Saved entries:
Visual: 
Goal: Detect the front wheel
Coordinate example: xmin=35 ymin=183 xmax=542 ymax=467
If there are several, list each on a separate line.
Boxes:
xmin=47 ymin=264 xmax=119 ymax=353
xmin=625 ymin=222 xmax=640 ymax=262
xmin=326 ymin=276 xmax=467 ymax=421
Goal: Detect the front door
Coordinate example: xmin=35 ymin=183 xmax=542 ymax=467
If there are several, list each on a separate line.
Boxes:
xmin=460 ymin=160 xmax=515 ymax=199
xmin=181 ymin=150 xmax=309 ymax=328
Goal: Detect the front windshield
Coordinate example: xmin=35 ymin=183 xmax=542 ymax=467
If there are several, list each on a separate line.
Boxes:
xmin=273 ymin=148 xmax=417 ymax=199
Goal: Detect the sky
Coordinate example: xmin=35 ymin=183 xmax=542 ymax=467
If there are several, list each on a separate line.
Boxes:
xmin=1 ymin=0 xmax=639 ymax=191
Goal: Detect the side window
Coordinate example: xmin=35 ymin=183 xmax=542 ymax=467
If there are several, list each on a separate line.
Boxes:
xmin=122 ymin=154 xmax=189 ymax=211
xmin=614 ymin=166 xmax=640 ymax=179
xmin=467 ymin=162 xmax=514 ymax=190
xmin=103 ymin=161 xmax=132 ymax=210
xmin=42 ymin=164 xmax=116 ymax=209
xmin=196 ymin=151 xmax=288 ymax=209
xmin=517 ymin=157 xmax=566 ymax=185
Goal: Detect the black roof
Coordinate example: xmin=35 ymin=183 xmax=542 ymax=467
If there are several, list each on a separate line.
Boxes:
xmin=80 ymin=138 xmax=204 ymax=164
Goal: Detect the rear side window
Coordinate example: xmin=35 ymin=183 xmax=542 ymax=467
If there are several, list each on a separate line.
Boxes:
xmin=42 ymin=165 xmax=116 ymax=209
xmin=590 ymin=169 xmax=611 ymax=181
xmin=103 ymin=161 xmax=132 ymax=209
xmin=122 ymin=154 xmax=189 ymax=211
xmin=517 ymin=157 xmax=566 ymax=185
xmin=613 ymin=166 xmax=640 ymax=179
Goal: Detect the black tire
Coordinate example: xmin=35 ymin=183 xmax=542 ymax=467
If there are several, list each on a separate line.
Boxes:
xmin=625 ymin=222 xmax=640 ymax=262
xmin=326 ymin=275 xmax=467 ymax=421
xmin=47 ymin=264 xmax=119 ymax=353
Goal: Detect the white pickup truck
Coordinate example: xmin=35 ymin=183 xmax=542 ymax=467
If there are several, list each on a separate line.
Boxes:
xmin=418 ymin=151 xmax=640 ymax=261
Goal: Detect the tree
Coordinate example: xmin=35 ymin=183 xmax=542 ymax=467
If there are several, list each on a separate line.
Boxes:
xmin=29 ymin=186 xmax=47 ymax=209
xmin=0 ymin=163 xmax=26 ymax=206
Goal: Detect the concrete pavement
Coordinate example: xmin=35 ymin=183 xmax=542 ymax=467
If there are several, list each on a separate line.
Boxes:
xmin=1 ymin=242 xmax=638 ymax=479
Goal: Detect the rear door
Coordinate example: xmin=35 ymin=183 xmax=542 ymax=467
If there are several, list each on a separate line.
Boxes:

§ YOUR ASSIGNMENT
Restate the entries above, keeping every word intact.

§ TASK SOLUTION
Visual: 
Goal: Detect the front wheel
Coordinate example: xmin=35 ymin=183 xmax=542 ymax=467
If there are several, list each on a separate line.
Boxes:
xmin=47 ymin=264 xmax=119 ymax=353
xmin=625 ymin=222 xmax=640 ymax=262
xmin=326 ymin=276 xmax=467 ymax=421
Goal: Detect the front door
Coordinate example: xmin=35 ymin=183 xmax=542 ymax=467
If there are several, list each on a separate line.
Boxes:
xmin=460 ymin=160 xmax=515 ymax=199
xmin=181 ymin=150 xmax=309 ymax=328
Goal: Detect the front windshield
Coordinate example: xmin=35 ymin=183 xmax=542 ymax=467
If there are several, list each on a separate line.
Boxes:
xmin=273 ymin=148 xmax=417 ymax=199
Goal: Detect the sky
Coordinate example: xmin=35 ymin=183 xmax=542 ymax=467
If there are several, list each on a separate line.
Boxes:
xmin=1 ymin=0 xmax=639 ymax=191
Goal: Detect the side window
Coordinate example: xmin=35 ymin=183 xmax=542 ymax=467
If there are several, list each on a separate line.
Boxes:
xmin=122 ymin=154 xmax=189 ymax=211
xmin=614 ymin=166 xmax=640 ymax=179
xmin=467 ymin=162 xmax=514 ymax=190
xmin=103 ymin=161 xmax=132 ymax=210
xmin=42 ymin=164 xmax=116 ymax=209
xmin=196 ymin=151 xmax=288 ymax=209
xmin=517 ymin=157 xmax=566 ymax=185
Goal: Detect the black roof
Coordinate example: xmin=35 ymin=183 xmax=542 ymax=467
If there are several, list each on a separate line.
Boxes:
xmin=80 ymin=138 xmax=204 ymax=164
Goal: Detect the rear side window
Coordinate example: xmin=35 ymin=183 xmax=542 ymax=467
If there are several, list each on a separate line.
Boxes:
xmin=42 ymin=165 xmax=116 ymax=209
xmin=590 ymin=169 xmax=611 ymax=181
xmin=103 ymin=161 xmax=132 ymax=209
xmin=122 ymin=154 xmax=189 ymax=211
xmin=517 ymin=157 xmax=566 ymax=185
xmin=613 ymin=166 xmax=640 ymax=179
Goal: Detect the black tire
Coordinate example: xmin=35 ymin=183 xmax=542 ymax=467
If there are several, list each on a separate line.
Boxes:
xmin=625 ymin=222 xmax=640 ymax=262
xmin=326 ymin=275 xmax=467 ymax=421
xmin=47 ymin=264 xmax=119 ymax=353
Goal: Detect the white pickup truck
Coordinate example: xmin=35 ymin=183 xmax=542 ymax=467
If there are several, list each on a separate line.
Boxes:
xmin=418 ymin=151 xmax=640 ymax=261
Goal: Detect the tree
Coordinate example: xmin=35 ymin=183 xmax=542 ymax=467
If there are several, list each on a separate line.
Boxes:
xmin=29 ymin=186 xmax=47 ymax=209
xmin=0 ymin=163 xmax=26 ymax=206
Goal: Detect the concrete pavement
Coordinate example: xmin=35 ymin=183 xmax=542 ymax=467
If there are several, list each on a separate line.
Boxes:
xmin=1 ymin=242 xmax=638 ymax=479
Goal: Detect the rear door
Coordinate example: xmin=35 ymin=183 xmax=542 ymax=467
If there are several, list each on a separate line.
Boxes:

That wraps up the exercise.